**Exercise prompt**. Extract verbatim the lines from the one containing "of the hole" through the end of the items below, including both ends.

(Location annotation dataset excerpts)

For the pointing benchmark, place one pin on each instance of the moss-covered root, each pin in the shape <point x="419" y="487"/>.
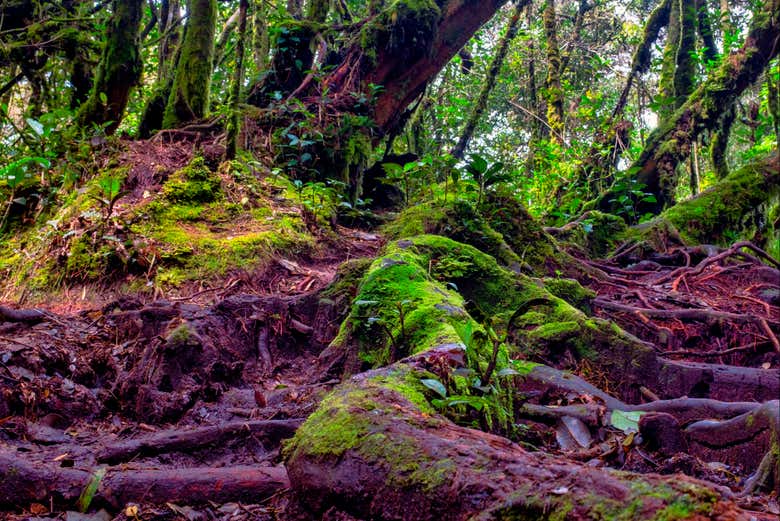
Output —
<point x="377" y="450"/>
<point x="503" y="229"/>
<point x="738" y="206"/>
<point x="425" y="289"/>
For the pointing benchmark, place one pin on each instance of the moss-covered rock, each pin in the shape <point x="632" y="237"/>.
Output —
<point x="595" y="233"/>
<point x="192" y="184"/>
<point x="737" y="207"/>
<point x="376" y="449"/>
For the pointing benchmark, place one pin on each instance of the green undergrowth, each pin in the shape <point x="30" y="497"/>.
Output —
<point x="501" y="228"/>
<point x="743" y="206"/>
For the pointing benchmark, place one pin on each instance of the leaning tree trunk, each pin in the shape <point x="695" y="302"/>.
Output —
<point x="234" y="123"/>
<point x="293" y="56"/>
<point x="119" y="70"/>
<point x="671" y="143"/>
<point x="402" y="49"/>
<point x="553" y="92"/>
<point x="490" y="81"/>
<point x="189" y="96"/>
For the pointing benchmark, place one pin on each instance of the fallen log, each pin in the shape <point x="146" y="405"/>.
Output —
<point x="27" y="316"/>
<point x="27" y="481"/>
<point x="173" y="440"/>
<point x="377" y="449"/>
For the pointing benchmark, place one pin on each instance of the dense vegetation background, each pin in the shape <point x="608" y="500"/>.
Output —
<point x="473" y="257"/>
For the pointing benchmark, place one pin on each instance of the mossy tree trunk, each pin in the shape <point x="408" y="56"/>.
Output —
<point x="596" y="169"/>
<point x="168" y="53"/>
<point x="119" y="69"/>
<point x="293" y="55"/>
<point x="553" y="92"/>
<point x="490" y="81"/>
<point x="670" y="144"/>
<point x="261" y="41"/>
<point x="402" y="49"/>
<point x="189" y="96"/>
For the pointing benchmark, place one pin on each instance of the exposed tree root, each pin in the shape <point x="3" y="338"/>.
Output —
<point x="433" y="464"/>
<point x="27" y="316"/>
<point x="272" y="432"/>
<point x="27" y="481"/>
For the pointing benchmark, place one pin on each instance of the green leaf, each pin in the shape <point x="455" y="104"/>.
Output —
<point x="35" y="125"/>
<point x="435" y="386"/>
<point x="626" y="421"/>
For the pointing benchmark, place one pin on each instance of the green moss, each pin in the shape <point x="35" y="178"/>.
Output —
<point x="336" y="426"/>
<point x="736" y="207"/>
<point x="595" y="232"/>
<point x="194" y="183"/>
<point x="189" y="97"/>
<point x="404" y="26"/>
<point x="571" y="291"/>
<point x="360" y="418"/>
<point x="459" y="221"/>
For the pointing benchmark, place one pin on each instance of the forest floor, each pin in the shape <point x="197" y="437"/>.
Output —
<point x="159" y="397"/>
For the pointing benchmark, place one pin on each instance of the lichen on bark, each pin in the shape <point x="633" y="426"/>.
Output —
<point x="189" y="96"/>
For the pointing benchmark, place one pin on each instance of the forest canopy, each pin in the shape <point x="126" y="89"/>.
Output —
<point x="390" y="259"/>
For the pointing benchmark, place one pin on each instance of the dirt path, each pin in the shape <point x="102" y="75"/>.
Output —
<point x="180" y="405"/>
<point x="158" y="393"/>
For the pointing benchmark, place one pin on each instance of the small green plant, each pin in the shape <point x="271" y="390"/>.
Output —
<point x="110" y="193"/>
<point x="485" y="175"/>
<point x="627" y="195"/>
<point x="15" y="175"/>
<point x="399" y="339"/>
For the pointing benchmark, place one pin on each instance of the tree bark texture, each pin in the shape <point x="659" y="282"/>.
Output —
<point x="189" y="96"/>
<point x="119" y="69"/>
<point x="671" y="142"/>
<point x="490" y="80"/>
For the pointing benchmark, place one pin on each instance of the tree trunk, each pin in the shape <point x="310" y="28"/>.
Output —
<point x="490" y="80"/>
<point x="119" y="69"/>
<point x="377" y="450"/>
<point x="553" y="91"/>
<point x="671" y="143"/>
<point x="189" y="96"/>
<point x="404" y="47"/>
<point x="293" y="56"/>
<point x="234" y="124"/>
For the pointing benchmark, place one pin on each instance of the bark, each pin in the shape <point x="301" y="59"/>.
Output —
<point x="261" y="43"/>
<point x="27" y="316"/>
<point x="668" y="65"/>
<point x="168" y="28"/>
<point x="234" y="125"/>
<point x="553" y="92"/>
<point x="119" y="69"/>
<point x="706" y="34"/>
<point x="269" y="431"/>
<point x="658" y="19"/>
<point x="380" y="453"/>
<point x="579" y="19"/>
<point x="293" y="55"/>
<point x="719" y="142"/>
<point x="604" y="153"/>
<point x="490" y="80"/>
<point x="403" y="56"/>
<point x="685" y="66"/>
<point x="189" y="96"/>
<point x="28" y="481"/>
<point x="671" y="142"/>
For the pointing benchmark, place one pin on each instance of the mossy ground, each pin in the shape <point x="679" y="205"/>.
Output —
<point x="199" y="225"/>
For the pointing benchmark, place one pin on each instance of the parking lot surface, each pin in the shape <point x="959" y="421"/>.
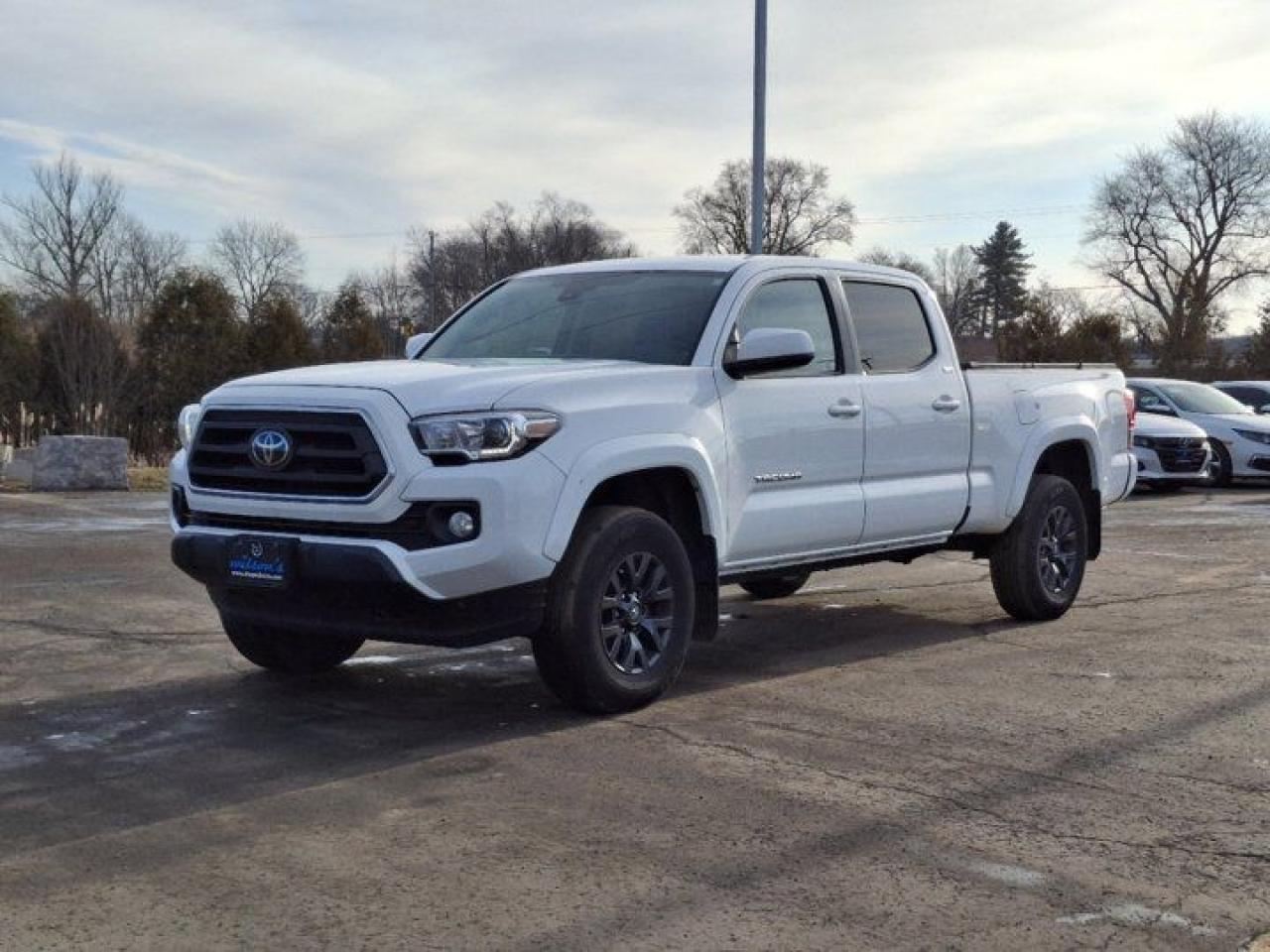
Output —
<point x="881" y="762"/>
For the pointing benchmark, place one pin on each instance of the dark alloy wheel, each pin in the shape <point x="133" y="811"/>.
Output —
<point x="289" y="652"/>
<point x="636" y="613"/>
<point x="1038" y="565"/>
<point x="775" y="585"/>
<point x="620" y="612"/>
<point x="1056" y="553"/>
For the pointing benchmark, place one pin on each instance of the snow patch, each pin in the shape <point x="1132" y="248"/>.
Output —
<point x="1134" y="915"/>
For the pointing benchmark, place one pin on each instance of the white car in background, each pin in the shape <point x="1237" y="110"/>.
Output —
<point x="1254" y="393"/>
<point x="1238" y="438"/>
<point x="1171" y="453"/>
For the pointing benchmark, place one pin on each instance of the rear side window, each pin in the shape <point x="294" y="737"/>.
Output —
<point x="890" y="326"/>
<point x="795" y="303"/>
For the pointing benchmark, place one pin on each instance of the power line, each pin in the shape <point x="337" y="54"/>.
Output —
<point x="1026" y="211"/>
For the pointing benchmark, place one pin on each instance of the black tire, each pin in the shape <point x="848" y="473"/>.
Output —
<point x="289" y="652"/>
<point x="1223" y="474"/>
<point x="598" y="648"/>
<point x="776" y="585"/>
<point x="1039" y="562"/>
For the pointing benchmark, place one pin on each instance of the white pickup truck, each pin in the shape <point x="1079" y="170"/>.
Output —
<point x="583" y="453"/>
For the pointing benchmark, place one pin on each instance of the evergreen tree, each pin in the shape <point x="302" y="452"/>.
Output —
<point x="1003" y="268"/>
<point x="348" y="327"/>
<point x="189" y="343"/>
<point x="18" y="367"/>
<point x="277" y="336"/>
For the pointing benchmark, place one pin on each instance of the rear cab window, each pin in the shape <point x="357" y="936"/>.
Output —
<point x="892" y="329"/>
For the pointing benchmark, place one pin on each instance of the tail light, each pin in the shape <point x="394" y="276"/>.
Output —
<point x="1130" y="409"/>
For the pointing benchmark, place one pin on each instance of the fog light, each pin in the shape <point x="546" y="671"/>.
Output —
<point x="461" y="525"/>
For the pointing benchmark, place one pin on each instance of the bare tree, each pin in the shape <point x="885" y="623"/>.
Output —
<point x="956" y="285"/>
<point x="1179" y="226"/>
<point x="502" y="243"/>
<point x="53" y="235"/>
<point x="394" y="301"/>
<point x="130" y="266"/>
<point x="258" y="259"/>
<point x="899" y="259"/>
<point x="801" y="217"/>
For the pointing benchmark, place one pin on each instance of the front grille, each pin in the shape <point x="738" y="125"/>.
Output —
<point x="1180" y="453"/>
<point x="335" y="454"/>
<point x="422" y="526"/>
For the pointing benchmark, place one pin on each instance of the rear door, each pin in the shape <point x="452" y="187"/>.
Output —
<point x="917" y="414"/>
<point x="795" y="438"/>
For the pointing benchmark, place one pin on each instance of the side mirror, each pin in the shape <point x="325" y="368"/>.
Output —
<point x="416" y="344"/>
<point x="766" y="349"/>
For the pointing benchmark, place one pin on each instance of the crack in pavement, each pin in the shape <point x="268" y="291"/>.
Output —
<point x="959" y="803"/>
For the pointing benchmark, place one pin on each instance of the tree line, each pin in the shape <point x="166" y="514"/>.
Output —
<point x="109" y="326"/>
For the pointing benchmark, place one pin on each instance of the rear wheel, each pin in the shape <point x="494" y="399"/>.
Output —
<point x="289" y="652"/>
<point x="1039" y="562"/>
<point x="620" y="612"/>
<point x="776" y="585"/>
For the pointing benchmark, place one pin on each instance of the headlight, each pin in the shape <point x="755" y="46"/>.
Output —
<point x="498" y="434"/>
<point x="187" y="424"/>
<point x="1254" y="435"/>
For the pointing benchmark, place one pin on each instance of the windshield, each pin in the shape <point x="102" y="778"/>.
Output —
<point x="645" y="316"/>
<point x="1202" y="399"/>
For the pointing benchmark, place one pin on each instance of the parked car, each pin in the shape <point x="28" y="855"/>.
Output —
<point x="1173" y="453"/>
<point x="1238" y="438"/>
<point x="583" y="453"/>
<point x="1254" y="393"/>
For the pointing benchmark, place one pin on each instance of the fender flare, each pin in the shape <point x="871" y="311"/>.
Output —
<point x="1065" y="429"/>
<point x="625" y="454"/>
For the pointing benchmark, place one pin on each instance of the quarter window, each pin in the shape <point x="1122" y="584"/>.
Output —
<point x="795" y="303"/>
<point x="890" y="326"/>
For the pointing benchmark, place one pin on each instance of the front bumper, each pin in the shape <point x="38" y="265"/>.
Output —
<point x="349" y="589"/>
<point x="516" y="500"/>
<point x="1152" y="470"/>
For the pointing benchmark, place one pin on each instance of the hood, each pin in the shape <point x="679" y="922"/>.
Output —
<point x="1161" y="425"/>
<point x="435" y="386"/>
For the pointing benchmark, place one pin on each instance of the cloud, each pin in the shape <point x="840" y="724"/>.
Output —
<point x="373" y="117"/>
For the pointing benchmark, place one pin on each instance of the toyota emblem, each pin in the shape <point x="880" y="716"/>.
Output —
<point x="271" y="449"/>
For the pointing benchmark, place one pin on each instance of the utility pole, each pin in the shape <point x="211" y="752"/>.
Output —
<point x="432" y="280"/>
<point x="758" y="160"/>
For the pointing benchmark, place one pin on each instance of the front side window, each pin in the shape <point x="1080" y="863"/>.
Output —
<point x="890" y="326"/>
<point x="644" y="316"/>
<point x="795" y="303"/>
<point x="1148" y="402"/>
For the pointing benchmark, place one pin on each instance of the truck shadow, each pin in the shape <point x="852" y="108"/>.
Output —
<point x="77" y="767"/>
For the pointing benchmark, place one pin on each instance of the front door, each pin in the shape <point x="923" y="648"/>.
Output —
<point x="917" y="439"/>
<point x="795" y="438"/>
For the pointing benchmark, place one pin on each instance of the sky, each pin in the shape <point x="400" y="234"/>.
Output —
<point x="354" y="122"/>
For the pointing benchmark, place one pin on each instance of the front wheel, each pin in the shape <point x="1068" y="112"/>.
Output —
<point x="620" y="613"/>
<point x="1039" y="562"/>
<point x="289" y="652"/>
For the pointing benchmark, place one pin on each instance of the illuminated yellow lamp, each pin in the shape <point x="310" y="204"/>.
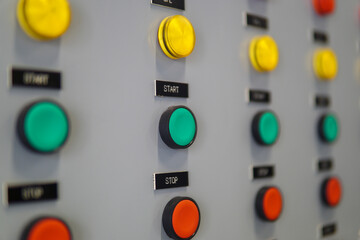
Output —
<point x="264" y="53"/>
<point x="176" y="36"/>
<point x="44" y="19"/>
<point x="325" y="64"/>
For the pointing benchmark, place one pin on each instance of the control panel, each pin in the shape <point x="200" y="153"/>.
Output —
<point x="178" y="119"/>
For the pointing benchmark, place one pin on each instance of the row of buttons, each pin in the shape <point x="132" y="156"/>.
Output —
<point x="50" y="19"/>
<point x="181" y="215"/>
<point x="43" y="126"/>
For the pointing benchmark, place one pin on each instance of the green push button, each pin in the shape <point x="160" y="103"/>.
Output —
<point x="43" y="126"/>
<point x="328" y="128"/>
<point x="265" y="128"/>
<point x="177" y="127"/>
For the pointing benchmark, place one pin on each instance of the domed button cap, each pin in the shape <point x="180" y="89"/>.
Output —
<point x="178" y="127"/>
<point x="325" y="64"/>
<point x="328" y="128"/>
<point x="43" y="126"/>
<point x="47" y="228"/>
<point x="265" y="128"/>
<point x="44" y="19"/>
<point x="324" y="7"/>
<point x="264" y="53"/>
<point x="269" y="203"/>
<point x="181" y="218"/>
<point x="331" y="191"/>
<point x="176" y="37"/>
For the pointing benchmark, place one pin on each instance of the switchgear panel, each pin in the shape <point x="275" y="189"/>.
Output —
<point x="179" y="119"/>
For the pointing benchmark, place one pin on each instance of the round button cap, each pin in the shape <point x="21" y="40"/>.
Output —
<point x="43" y="126"/>
<point x="176" y="37"/>
<point x="265" y="128"/>
<point x="46" y="228"/>
<point x="181" y="218"/>
<point x="331" y="191"/>
<point x="325" y="64"/>
<point x="177" y="127"/>
<point x="328" y="128"/>
<point x="269" y="203"/>
<point x="264" y="53"/>
<point x="324" y="7"/>
<point x="44" y="19"/>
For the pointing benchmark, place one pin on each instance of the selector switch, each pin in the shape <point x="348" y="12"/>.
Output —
<point x="325" y="64"/>
<point x="44" y="19"/>
<point x="181" y="218"/>
<point x="46" y="228"/>
<point x="43" y="126"/>
<point x="178" y="127"/>
<point x="328" y="128"/>
<point x="269" y="203"/>
<point x="265" y="128"/>
<point x="331" y="191"/>
<point x="176" y="37"/>
<point x="264" y="53"/>
<point x="324" y="7"/>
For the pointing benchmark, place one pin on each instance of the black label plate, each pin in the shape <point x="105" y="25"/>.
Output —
<point x="256" y="21"/>
<point x="258" y="96"/>
<point x="261" y="172"/>
<point x="177" y="4"/>
<point x="171" y="180"/>
<point x="320" y="37"/>
<point x="322" y="101"/>
<point x="35" y="78"/>
<point x="328" y="230"/>
<point x="171" y="89"/>
<point x="325" y="165"/>
<point x="34" y="192"/>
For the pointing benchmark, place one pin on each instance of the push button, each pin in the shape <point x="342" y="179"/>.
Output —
<point x="176" y="37"/>
<point x="331" y="191"/>
<point x="46" y="228"/>
<point x="324" y="7"/>
<point x="178" y="127"/>
<point x="264" y="53"/>
<point x="269" y="203"/>
<point x="265" y="128"/>
<point x="181" y="218"/>
<point x="43" y="126"/>
<point x="44" y="19"/>
<point x="325" y="64"/>
<point x="328" y="128"/>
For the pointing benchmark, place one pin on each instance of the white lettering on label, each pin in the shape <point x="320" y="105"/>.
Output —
<point x="32" y="193"/>
<point x="171" y="180"/>
<point x="36" y="79"/>
<point x="171" y="89"/>
<point x="263" y="172"/>
<point x="259" y="96"/>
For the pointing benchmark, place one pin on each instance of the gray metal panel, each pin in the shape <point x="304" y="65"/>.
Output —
<point x="110" y="58"/>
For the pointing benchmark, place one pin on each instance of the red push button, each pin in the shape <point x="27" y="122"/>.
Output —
<point x="331" y="191"/>
<point x="324" y="7"/>
<point x="46" y="228"/>
<point x="181" y="218"/>
<point x="269" y="203"/>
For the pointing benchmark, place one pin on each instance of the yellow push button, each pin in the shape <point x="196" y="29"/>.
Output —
<point x="176" y="37"/>
<point x="325" y="64"/>
<point x="264" y="53"/>
<point x="44" y="19"/>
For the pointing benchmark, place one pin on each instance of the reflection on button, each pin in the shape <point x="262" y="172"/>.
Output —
<point x="47" y="228"/>
<point x="43" y="126"/>
<point x="181" y="218"/>
<point x="176" y="37"/>
<point x="44" y="19"/>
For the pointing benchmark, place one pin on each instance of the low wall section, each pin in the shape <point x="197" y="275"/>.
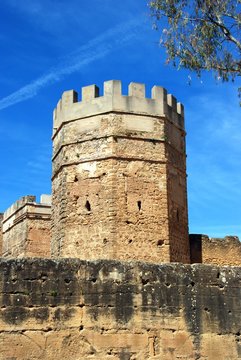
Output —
<point x="216" y="251"/>
<point x="73" y="309"/>
<point x="26" y="228"/>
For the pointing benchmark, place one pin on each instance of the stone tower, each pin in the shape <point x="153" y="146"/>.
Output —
<point x="119" y="176"/>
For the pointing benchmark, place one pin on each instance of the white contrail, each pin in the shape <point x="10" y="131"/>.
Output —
<point x="95" y="49"/>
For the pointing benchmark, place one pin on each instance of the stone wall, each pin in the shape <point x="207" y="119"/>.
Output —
<point x="26" y="228"/>
<point x="219" y="251"/>
<point x="1" y="233"/>
<point x="72" y="309"/>
<point x="119" y="176"/>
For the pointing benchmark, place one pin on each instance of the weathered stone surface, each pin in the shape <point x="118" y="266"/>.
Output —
<point x="26" y="228"/>
<point x="119" y="176"/>
<point x="73" y="309"/>
<point x="218" y="251"/>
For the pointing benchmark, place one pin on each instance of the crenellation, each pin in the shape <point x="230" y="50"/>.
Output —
<point x="137" y="90"/>
<point x="112" y="88"/>
<point x="68" y="99"/>
<point x="89" y="92"/>
<point x="159" y="105"/>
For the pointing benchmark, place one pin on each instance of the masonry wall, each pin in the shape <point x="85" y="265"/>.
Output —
<point x="72" y="309"/>
<point x="119" y="176"/>
<point x="1" y="233"/>
<point x="218" y="251"/>
<point x="26" y="228"/>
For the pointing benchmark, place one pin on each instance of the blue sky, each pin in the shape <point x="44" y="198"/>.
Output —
<point x="49" y="46"/>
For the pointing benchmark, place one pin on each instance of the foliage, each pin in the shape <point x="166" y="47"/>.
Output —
<point x="202" y="34"/>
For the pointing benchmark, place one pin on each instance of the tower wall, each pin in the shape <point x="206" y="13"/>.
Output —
<point x="119" y="176"/>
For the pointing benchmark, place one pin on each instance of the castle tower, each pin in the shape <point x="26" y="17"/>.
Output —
<point x="119" y="176"/>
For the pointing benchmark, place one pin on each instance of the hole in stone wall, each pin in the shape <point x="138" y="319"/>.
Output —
<point x="87" y="205"/>
<point x="177" y="215"/>
<point x="139" y="204"/>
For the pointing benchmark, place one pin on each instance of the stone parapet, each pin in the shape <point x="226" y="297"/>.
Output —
<point x="219" y="251"/>
<point x="72" y="309"/>
<point x="26" y="227"/>
<point x="26" y="207"/>
<point x="161" y="104"/>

**Result for this exercise**.
For the pointing benchmark, place one pin on each instance of the hole in stone wall, each pin in the shape <point x="138" y="319"/>.
Output —
<point x="87" y="205"/>
<point x="177" y="215"/>
<point x="139" y="204"/>
For the pointing benchmark, place one pin on each instance of the stone parapet, each pin in the shape <point x="226" y="297"/>.
Output —
<point x="219" y="251"/>
<point x="72" y="309"/>
<point x="26" y="227"/>
<point x="26" y="207"/>
<point x="161" y="104"/>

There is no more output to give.